Exercise requirements:
Every line from the one containing "Can you find the blue" through the end of the data is to be copied exactly, and nothing outside that range.

>>>>>

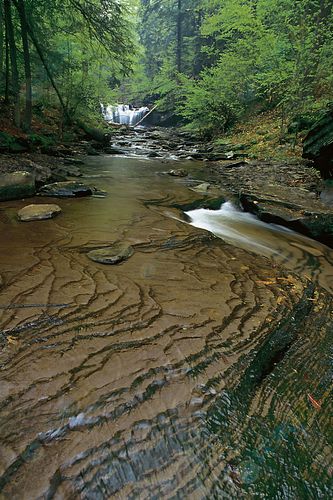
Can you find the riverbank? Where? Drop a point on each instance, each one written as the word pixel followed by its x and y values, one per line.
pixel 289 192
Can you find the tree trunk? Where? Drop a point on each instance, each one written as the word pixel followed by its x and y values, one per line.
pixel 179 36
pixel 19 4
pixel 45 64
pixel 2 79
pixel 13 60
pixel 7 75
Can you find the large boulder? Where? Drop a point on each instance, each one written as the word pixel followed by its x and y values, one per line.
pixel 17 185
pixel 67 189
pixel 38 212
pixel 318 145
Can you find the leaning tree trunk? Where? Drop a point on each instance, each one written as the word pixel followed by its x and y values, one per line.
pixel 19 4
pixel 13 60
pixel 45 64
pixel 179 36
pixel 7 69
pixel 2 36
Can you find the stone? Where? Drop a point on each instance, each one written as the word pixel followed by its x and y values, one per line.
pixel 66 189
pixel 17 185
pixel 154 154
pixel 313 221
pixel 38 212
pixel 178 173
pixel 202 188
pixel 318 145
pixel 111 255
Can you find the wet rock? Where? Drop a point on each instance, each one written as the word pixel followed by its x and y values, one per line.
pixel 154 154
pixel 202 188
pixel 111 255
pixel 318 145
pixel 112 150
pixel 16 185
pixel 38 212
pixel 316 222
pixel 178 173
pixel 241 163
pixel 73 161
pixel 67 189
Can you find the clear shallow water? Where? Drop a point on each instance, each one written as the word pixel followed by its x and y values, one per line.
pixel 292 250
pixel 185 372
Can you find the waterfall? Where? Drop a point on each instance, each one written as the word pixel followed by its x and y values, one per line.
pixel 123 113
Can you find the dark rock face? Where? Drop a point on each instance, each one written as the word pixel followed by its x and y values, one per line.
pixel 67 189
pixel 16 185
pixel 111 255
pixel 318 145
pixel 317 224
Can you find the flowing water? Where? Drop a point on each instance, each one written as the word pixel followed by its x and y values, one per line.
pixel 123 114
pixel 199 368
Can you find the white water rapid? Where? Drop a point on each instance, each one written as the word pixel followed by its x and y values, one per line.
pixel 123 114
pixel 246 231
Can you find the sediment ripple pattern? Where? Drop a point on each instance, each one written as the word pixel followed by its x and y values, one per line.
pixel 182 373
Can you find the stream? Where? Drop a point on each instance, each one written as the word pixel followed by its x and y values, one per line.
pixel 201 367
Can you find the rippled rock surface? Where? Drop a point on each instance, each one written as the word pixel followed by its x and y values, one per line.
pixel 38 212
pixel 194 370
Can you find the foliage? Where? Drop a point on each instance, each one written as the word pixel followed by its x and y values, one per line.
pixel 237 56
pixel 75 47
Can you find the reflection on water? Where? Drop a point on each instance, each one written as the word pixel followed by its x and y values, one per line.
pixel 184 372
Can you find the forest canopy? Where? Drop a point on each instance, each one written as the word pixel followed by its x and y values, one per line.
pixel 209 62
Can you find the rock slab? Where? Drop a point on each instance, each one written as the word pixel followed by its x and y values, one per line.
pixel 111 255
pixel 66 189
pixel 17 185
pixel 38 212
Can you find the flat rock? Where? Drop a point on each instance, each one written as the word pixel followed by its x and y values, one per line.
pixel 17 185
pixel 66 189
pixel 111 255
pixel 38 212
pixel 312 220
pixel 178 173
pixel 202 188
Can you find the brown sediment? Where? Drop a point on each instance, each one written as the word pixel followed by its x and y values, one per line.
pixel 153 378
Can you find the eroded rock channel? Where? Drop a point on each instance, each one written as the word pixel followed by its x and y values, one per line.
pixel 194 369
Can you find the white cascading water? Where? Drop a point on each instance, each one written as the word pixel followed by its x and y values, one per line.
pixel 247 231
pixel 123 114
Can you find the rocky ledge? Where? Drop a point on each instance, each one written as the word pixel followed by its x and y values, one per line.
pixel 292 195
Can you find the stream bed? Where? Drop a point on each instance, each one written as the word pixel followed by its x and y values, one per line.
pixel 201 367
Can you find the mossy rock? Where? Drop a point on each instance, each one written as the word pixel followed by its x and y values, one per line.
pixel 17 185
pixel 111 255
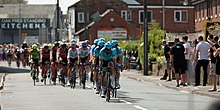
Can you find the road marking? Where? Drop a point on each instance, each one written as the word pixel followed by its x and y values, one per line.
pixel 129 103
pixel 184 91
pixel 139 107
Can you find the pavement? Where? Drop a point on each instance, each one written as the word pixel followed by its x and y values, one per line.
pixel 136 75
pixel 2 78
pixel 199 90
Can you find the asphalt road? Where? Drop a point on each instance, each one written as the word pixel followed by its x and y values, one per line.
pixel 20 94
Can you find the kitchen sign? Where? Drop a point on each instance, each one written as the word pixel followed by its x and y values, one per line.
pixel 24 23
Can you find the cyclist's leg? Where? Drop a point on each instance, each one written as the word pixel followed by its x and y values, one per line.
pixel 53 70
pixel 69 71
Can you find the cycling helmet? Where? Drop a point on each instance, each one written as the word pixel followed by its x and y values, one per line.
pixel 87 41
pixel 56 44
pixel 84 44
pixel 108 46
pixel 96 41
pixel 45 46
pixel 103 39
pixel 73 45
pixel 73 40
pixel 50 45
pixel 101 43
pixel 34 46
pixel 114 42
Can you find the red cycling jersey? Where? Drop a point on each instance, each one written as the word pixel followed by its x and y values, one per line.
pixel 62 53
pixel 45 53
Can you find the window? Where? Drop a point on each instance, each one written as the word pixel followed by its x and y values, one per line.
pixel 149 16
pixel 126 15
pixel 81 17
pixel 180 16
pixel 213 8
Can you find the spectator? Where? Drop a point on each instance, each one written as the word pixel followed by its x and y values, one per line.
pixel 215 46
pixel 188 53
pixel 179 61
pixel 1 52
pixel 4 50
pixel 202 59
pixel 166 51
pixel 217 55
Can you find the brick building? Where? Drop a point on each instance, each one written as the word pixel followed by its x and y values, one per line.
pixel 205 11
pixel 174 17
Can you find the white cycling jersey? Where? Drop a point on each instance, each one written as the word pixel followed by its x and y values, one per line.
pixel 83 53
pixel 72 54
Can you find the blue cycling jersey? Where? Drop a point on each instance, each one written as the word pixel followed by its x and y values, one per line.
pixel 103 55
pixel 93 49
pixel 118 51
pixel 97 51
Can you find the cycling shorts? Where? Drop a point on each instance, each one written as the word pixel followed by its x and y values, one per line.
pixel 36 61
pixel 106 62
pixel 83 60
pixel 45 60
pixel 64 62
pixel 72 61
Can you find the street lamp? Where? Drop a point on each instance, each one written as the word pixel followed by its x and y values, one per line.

<<<<<

Solution:
Can you find the blue cycling jersey? Where? Drop a point on each instance, each one written as the word pixel followed by its x and y values, one per line.
pixel 103 55
pixel 93 49
pixel 118 51
pixel 97 51
Can you find the cycling shorts? Where? Drop a point on each instance, each one written as the word pixel followed by its x and y values, one per line.
pixel 36 61
pixel 106 62
pixel 83 60
pixel 45 60
pixel 64 62
pixel 72 61
Can you find the street lamp? Where? Drop a point on each instance, each one written as the word pixel followed by its x and y values, one per line.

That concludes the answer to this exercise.